| WHAT YOU NEED TO DO |
State how many lines below contain the string "opening", with case counting. Reply with the number only.

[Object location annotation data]
┌──

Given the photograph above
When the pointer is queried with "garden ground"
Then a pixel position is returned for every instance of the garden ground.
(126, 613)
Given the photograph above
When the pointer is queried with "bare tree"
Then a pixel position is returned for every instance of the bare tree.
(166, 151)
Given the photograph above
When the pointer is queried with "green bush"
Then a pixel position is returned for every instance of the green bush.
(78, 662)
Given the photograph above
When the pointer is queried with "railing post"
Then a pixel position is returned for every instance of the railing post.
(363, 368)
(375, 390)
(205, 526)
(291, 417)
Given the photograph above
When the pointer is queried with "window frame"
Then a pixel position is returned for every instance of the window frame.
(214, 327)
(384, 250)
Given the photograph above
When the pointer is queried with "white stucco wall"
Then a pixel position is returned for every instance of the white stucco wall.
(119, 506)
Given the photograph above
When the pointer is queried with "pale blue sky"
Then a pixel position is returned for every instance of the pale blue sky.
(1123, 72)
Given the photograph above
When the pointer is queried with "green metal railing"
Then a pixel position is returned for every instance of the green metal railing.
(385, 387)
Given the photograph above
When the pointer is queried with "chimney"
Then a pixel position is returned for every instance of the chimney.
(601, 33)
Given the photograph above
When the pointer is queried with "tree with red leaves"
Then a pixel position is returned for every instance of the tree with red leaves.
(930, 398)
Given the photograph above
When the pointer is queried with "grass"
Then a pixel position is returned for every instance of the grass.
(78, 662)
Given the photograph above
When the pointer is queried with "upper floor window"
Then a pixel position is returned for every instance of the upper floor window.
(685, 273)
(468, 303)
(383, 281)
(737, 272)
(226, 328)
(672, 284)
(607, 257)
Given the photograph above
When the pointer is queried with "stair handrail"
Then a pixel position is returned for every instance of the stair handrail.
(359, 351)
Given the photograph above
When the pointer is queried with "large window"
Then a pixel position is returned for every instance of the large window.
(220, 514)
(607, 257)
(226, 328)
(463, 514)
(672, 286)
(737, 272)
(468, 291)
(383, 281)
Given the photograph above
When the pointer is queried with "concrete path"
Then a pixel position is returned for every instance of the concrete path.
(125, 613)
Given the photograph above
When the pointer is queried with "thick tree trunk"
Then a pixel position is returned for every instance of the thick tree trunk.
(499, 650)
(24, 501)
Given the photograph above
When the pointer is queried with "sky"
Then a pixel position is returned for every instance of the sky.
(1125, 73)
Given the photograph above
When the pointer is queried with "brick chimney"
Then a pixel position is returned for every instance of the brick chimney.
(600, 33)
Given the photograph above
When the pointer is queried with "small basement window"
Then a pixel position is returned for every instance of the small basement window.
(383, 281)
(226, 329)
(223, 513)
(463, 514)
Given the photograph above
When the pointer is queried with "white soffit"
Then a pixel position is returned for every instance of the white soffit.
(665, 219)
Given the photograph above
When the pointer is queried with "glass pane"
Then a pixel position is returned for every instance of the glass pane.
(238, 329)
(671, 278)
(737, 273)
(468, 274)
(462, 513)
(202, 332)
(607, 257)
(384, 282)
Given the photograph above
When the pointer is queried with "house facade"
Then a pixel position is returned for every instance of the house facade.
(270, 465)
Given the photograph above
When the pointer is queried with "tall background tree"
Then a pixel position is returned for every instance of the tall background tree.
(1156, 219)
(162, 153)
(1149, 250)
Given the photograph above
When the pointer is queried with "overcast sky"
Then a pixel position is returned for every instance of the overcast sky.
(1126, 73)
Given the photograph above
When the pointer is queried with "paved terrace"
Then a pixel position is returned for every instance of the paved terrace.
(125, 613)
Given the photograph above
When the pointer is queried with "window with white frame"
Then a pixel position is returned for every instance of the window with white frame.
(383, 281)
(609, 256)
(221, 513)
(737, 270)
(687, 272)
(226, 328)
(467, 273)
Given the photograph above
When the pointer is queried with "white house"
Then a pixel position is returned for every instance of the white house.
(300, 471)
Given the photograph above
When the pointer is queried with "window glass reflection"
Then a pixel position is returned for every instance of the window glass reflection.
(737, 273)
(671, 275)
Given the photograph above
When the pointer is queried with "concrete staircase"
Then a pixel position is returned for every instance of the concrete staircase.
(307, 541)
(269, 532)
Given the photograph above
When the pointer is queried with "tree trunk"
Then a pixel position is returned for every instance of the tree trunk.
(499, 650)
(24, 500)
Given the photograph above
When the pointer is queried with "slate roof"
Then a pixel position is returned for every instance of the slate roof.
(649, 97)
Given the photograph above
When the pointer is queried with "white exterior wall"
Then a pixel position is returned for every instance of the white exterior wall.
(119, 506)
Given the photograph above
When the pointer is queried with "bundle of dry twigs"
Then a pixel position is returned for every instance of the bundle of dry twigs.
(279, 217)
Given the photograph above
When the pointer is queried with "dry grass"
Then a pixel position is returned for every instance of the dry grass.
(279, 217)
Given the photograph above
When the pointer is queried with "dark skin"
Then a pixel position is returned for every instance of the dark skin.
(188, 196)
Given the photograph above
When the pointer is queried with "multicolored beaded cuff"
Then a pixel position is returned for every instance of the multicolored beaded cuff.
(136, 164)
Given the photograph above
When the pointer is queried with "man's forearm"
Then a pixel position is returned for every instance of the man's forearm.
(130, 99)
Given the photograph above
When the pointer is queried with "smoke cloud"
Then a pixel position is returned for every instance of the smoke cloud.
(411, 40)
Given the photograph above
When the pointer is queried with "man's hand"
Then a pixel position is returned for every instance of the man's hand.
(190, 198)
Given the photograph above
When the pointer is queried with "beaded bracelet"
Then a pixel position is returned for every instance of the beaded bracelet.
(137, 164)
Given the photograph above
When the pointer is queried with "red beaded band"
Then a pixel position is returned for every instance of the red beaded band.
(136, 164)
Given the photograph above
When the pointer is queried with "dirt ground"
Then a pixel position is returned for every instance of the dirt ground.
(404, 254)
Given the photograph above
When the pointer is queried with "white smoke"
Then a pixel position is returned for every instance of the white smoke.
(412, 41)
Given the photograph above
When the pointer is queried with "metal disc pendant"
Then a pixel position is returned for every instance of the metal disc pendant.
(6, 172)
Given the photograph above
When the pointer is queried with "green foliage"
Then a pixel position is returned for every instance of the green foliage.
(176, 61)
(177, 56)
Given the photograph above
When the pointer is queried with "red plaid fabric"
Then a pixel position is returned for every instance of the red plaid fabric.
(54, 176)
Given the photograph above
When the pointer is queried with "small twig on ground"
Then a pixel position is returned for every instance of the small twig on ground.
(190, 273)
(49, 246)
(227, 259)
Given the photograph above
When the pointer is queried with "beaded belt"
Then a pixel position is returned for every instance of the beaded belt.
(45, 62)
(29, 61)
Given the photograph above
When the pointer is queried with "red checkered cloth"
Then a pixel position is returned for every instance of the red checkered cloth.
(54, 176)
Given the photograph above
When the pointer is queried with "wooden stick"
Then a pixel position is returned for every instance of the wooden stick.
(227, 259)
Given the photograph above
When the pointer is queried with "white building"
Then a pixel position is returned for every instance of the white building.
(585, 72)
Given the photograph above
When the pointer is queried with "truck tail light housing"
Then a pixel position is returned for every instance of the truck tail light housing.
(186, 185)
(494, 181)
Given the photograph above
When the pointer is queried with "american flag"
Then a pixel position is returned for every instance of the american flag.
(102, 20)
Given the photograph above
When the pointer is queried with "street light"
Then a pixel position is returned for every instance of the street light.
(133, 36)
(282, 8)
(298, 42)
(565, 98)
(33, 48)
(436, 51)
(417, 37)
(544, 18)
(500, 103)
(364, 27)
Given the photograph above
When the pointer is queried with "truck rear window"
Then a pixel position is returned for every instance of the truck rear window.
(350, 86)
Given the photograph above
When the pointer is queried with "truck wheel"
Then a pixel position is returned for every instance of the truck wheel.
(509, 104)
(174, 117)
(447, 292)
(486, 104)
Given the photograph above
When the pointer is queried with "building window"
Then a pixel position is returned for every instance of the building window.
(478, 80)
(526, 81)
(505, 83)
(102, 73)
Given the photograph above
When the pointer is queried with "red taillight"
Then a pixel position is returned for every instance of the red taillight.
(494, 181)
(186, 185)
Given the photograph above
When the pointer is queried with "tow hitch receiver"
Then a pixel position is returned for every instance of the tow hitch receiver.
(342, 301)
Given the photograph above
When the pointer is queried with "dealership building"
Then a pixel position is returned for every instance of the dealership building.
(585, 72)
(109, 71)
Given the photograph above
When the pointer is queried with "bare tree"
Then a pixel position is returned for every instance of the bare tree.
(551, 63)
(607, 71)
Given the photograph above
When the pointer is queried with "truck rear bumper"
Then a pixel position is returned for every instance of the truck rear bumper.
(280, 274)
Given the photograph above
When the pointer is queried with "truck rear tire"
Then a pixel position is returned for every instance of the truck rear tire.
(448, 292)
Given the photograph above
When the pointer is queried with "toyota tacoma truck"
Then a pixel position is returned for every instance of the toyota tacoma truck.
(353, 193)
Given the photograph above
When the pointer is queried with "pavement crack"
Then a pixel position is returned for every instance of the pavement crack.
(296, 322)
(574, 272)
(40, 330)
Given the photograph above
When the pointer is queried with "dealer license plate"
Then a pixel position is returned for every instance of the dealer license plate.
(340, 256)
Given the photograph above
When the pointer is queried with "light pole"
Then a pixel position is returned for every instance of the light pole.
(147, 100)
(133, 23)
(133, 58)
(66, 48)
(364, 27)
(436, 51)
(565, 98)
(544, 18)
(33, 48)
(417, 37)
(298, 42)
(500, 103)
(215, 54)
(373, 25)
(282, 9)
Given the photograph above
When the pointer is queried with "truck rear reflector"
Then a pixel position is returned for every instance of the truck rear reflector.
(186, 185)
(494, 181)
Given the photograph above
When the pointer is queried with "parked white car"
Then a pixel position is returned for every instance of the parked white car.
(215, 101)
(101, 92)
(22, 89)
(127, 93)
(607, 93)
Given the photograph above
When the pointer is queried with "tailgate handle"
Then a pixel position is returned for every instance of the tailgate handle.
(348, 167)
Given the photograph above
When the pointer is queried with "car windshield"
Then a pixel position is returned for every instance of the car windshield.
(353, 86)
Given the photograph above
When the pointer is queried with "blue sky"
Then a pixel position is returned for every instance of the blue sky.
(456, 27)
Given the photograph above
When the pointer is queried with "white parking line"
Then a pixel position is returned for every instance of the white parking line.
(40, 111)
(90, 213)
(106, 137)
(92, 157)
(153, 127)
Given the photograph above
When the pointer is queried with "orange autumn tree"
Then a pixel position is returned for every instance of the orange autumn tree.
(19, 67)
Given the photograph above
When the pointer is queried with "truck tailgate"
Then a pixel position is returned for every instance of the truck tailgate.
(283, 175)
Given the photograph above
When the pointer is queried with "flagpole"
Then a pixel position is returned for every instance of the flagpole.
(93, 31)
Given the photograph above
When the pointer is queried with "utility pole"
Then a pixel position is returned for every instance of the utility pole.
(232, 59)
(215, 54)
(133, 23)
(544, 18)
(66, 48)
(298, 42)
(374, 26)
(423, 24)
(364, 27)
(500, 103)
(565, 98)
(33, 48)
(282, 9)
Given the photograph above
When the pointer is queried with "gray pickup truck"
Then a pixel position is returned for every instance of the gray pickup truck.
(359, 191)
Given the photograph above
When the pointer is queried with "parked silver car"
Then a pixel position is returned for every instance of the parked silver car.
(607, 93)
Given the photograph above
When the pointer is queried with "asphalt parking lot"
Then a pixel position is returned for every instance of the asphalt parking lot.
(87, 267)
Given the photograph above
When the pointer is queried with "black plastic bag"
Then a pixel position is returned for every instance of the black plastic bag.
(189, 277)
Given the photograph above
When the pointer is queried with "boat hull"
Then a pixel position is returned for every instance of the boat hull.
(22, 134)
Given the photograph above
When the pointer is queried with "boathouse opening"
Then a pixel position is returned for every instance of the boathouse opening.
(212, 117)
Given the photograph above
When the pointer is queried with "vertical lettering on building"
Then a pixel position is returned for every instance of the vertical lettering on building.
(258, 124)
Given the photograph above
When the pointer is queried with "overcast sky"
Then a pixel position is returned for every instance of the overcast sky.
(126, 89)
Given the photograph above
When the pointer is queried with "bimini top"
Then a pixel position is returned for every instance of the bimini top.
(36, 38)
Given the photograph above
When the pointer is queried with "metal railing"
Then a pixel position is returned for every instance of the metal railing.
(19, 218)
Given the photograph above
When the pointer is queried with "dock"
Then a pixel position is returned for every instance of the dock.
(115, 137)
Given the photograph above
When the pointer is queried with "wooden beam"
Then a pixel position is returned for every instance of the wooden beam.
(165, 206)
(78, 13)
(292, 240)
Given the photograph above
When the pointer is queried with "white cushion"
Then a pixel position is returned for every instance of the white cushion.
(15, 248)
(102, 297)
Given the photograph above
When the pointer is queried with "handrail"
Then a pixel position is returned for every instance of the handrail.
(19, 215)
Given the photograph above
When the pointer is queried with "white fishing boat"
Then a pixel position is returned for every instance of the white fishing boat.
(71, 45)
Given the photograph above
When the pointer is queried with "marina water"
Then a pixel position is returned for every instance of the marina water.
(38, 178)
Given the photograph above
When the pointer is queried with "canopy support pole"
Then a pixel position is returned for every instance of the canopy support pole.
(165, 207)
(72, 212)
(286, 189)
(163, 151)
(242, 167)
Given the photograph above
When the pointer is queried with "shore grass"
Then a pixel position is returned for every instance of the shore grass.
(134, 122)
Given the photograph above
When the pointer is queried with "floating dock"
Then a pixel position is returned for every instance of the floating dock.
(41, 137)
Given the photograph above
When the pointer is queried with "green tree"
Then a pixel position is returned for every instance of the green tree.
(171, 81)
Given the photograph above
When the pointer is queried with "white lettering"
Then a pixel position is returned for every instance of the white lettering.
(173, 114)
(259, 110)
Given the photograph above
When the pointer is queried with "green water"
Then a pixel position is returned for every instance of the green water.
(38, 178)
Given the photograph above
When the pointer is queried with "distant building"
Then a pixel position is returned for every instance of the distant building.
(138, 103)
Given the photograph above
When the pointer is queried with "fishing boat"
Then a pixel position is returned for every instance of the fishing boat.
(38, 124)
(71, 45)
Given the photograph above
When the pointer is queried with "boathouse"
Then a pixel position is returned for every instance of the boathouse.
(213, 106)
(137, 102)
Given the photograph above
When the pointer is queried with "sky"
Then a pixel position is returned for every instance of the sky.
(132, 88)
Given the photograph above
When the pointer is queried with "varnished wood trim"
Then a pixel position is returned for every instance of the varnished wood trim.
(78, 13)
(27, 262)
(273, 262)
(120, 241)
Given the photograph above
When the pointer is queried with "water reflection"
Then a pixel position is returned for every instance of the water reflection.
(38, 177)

└──

| EXPECTED OUTPUT |
2